>> start TASK DATA

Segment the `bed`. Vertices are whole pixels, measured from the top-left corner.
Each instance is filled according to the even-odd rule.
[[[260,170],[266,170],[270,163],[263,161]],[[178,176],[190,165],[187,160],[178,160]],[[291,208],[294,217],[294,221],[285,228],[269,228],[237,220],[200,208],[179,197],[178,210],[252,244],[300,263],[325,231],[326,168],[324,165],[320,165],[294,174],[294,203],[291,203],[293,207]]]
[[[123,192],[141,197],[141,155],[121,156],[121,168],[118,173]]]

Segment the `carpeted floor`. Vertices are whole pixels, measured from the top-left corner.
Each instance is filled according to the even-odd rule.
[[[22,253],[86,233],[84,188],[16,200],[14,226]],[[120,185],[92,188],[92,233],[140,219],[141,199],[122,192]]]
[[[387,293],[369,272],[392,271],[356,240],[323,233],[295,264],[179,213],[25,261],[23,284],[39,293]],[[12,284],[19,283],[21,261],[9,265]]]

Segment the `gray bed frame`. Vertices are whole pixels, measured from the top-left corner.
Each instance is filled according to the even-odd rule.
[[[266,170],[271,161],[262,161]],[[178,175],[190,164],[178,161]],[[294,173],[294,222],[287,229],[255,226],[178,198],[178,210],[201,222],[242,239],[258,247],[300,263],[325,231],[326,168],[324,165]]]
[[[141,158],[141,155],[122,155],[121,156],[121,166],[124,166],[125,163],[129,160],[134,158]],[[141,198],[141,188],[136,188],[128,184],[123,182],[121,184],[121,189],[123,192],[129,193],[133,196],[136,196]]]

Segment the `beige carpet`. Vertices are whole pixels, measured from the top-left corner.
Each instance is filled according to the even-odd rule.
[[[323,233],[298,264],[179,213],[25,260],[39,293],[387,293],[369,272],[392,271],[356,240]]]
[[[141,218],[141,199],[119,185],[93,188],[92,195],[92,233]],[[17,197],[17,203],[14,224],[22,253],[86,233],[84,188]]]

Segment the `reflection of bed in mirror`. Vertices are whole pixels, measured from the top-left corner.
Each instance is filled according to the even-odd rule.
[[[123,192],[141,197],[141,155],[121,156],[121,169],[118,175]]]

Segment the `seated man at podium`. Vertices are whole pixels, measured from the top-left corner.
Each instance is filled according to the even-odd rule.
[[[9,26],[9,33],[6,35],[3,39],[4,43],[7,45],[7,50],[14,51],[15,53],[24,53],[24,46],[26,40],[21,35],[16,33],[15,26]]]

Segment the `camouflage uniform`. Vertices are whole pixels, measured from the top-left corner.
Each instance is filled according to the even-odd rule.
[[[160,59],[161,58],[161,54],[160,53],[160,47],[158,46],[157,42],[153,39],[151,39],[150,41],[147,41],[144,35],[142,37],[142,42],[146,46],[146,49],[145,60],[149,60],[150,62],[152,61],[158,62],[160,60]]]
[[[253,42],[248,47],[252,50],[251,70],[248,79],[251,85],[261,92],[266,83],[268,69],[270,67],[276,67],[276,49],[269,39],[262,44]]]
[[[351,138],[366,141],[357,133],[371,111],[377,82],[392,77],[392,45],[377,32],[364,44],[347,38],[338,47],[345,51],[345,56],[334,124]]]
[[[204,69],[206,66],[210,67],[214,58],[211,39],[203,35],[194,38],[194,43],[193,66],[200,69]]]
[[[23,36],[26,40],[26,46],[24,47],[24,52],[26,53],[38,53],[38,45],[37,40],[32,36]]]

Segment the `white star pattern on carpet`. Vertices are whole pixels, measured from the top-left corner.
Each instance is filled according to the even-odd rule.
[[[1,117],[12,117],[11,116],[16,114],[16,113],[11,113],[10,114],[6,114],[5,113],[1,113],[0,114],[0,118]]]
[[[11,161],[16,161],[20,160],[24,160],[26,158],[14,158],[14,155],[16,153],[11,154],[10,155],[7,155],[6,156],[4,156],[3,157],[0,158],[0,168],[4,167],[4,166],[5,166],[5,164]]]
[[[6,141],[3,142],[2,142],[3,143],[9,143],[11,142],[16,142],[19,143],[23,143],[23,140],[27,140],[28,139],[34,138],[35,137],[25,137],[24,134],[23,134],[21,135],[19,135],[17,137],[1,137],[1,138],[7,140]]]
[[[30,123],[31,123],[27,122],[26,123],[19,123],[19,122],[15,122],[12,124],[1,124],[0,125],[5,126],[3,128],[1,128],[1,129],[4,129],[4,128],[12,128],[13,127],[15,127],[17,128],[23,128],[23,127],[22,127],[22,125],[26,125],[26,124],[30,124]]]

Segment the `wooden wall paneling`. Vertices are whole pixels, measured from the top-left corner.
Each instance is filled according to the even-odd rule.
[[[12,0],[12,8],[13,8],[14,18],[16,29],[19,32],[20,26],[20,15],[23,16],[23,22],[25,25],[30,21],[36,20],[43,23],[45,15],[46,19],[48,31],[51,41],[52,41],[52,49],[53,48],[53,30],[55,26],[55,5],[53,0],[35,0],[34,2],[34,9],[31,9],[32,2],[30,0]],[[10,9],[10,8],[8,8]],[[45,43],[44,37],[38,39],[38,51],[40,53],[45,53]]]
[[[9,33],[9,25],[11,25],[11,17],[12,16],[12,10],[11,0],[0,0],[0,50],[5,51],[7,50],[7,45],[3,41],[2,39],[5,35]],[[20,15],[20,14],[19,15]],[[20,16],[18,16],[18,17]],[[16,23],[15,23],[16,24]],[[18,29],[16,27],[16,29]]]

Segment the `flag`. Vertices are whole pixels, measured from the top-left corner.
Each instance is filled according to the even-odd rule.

>> end TASK DATA
>> start TASK DATA

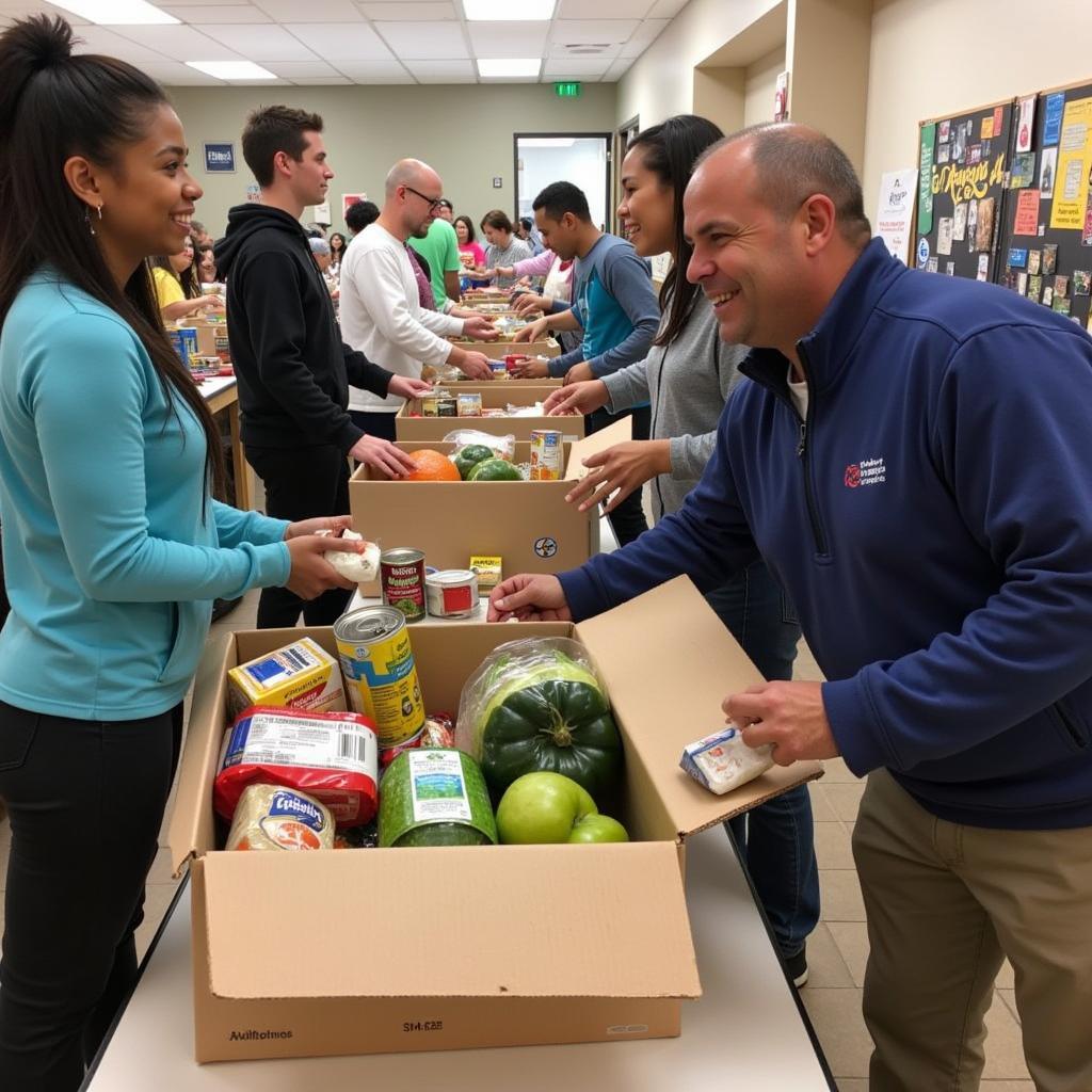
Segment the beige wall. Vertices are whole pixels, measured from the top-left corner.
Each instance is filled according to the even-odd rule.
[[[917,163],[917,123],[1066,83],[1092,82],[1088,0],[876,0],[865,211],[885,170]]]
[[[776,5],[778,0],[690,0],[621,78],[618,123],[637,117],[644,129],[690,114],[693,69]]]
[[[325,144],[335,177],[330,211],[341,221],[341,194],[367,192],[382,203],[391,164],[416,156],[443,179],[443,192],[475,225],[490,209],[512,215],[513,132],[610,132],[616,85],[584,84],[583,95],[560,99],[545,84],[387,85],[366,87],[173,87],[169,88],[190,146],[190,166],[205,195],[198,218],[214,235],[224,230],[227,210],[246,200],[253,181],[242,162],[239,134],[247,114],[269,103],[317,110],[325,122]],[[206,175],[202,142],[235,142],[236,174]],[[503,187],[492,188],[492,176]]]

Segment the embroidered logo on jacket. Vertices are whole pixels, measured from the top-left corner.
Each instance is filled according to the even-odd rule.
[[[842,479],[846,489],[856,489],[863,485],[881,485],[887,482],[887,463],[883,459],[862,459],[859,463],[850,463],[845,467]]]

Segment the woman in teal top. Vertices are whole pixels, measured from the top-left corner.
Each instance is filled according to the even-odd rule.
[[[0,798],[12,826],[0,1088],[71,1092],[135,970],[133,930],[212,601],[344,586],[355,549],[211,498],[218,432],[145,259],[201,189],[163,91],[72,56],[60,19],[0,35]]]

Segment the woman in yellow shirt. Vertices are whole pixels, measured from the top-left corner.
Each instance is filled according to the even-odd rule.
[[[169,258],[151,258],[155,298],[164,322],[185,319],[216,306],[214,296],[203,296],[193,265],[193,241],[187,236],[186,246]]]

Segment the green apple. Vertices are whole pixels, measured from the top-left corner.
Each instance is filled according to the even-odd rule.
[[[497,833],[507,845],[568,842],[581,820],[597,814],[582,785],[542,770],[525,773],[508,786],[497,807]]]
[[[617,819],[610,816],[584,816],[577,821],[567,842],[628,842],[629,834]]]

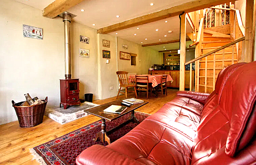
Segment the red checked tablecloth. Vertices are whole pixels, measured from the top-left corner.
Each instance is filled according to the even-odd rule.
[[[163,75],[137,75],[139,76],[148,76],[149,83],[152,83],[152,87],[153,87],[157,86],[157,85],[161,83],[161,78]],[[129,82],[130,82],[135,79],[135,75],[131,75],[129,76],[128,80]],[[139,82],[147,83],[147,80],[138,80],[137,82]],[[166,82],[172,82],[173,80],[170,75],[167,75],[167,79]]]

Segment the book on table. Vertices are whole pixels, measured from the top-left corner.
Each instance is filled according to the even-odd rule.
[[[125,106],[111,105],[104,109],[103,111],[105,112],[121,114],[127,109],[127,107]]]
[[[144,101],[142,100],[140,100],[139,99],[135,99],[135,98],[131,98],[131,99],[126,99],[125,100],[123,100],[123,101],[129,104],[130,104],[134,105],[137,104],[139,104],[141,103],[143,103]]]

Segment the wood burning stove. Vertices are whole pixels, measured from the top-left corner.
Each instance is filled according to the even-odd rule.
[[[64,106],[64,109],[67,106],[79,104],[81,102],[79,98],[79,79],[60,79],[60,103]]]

>> end TASK DATA
>> start TASK DATA

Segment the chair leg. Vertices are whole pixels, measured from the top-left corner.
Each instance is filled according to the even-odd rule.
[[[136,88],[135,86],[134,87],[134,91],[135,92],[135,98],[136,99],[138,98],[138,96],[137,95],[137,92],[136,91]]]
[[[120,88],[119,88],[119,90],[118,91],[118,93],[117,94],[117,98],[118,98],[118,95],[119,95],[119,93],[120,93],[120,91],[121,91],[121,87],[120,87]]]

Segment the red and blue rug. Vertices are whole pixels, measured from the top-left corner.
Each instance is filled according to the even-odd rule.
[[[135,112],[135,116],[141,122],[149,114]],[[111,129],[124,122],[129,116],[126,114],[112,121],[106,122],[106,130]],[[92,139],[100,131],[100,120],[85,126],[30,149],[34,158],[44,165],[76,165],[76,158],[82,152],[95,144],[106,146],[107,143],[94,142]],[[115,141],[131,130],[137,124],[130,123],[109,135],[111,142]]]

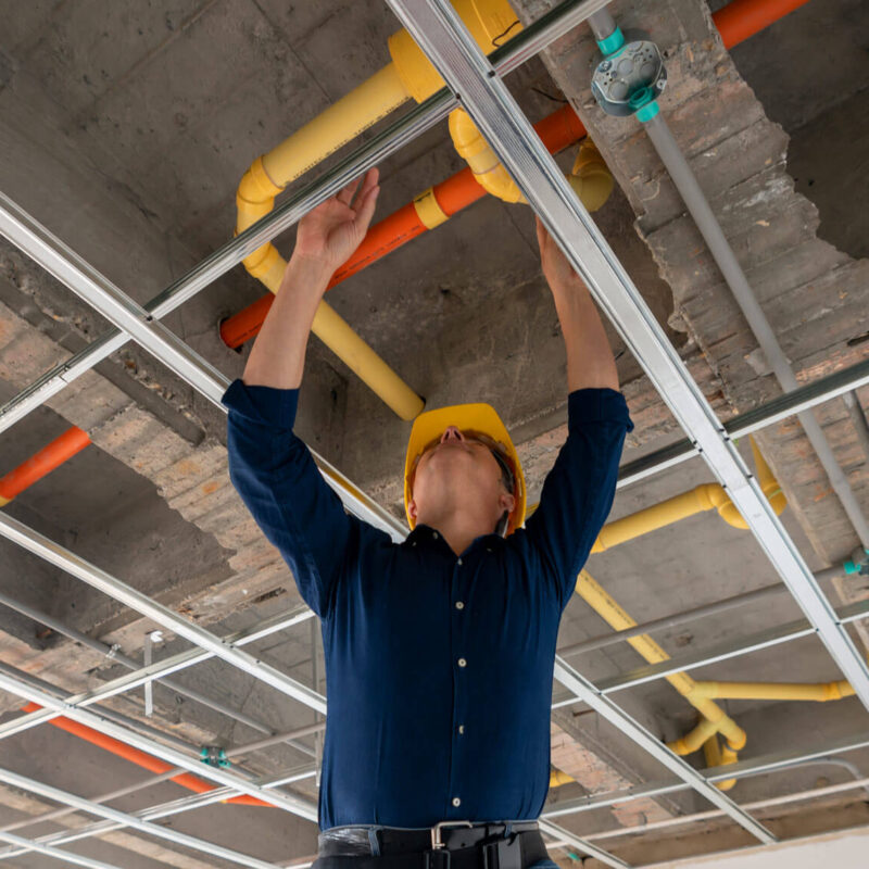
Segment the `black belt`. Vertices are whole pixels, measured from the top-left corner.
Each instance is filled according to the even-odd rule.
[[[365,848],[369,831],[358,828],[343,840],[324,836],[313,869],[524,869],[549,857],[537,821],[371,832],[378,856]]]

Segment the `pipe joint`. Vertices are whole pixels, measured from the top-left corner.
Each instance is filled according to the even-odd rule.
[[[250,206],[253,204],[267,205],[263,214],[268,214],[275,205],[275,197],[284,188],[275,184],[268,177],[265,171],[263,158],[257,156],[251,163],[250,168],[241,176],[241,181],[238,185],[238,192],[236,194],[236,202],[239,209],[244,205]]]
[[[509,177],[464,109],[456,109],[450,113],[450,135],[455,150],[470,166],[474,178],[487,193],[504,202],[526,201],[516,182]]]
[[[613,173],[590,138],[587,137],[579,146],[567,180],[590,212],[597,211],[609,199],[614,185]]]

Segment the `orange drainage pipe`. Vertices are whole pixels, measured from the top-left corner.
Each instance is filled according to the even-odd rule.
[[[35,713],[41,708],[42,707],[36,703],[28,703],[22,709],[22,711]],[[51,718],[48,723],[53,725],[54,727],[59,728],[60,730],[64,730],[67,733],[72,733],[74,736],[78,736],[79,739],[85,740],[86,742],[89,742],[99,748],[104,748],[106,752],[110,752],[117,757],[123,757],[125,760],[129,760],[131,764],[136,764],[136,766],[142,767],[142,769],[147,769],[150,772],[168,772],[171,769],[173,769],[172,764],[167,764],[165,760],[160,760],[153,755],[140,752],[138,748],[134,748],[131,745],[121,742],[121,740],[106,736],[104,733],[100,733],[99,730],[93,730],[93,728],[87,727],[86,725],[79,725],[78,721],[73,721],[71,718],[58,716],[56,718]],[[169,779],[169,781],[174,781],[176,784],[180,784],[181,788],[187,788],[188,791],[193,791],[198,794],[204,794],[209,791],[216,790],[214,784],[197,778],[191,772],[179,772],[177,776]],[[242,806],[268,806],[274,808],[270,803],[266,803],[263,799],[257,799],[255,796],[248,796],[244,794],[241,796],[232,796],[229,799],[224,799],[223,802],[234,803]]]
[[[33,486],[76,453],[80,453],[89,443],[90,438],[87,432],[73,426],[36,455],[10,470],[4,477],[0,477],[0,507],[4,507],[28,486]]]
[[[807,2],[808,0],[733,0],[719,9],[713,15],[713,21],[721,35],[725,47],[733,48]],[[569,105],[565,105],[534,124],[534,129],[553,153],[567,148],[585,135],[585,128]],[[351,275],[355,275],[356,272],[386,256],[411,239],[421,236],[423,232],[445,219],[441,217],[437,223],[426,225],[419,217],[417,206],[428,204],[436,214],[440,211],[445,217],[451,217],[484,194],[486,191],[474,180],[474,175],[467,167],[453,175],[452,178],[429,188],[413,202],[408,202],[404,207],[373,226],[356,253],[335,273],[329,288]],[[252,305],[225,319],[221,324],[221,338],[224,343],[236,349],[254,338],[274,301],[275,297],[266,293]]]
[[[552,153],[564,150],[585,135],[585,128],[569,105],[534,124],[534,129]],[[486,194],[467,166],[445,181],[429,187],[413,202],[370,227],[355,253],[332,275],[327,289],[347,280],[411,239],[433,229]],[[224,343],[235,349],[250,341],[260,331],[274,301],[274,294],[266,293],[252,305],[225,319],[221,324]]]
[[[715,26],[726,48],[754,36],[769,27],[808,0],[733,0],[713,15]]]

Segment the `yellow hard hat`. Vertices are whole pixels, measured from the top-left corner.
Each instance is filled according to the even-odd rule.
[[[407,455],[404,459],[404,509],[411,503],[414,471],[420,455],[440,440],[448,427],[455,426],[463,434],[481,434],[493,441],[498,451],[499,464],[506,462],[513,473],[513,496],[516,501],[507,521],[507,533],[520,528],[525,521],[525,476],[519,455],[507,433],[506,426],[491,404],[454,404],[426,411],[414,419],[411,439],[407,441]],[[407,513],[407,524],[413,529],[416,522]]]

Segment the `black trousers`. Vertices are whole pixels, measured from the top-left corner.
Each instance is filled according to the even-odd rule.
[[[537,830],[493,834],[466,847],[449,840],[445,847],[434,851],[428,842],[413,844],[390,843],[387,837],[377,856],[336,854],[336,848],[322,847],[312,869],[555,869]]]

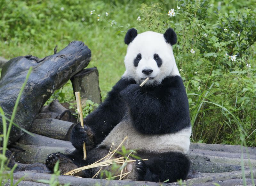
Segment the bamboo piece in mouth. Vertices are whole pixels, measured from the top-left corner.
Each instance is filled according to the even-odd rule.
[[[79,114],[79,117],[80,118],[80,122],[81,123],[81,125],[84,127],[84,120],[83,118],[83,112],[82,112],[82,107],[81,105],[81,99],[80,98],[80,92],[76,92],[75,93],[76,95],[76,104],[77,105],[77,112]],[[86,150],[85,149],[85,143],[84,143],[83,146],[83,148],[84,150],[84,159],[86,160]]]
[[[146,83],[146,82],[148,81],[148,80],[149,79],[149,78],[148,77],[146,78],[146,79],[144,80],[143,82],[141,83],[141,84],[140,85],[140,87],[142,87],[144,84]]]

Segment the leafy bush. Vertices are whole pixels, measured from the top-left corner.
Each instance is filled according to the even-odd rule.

>> end TASK DATA

WHAT YOU NEED TO DO:
Report how many lines contain the string "pipe", treating case as significant. Give only the number.

EXPECTED OUTPUT:
2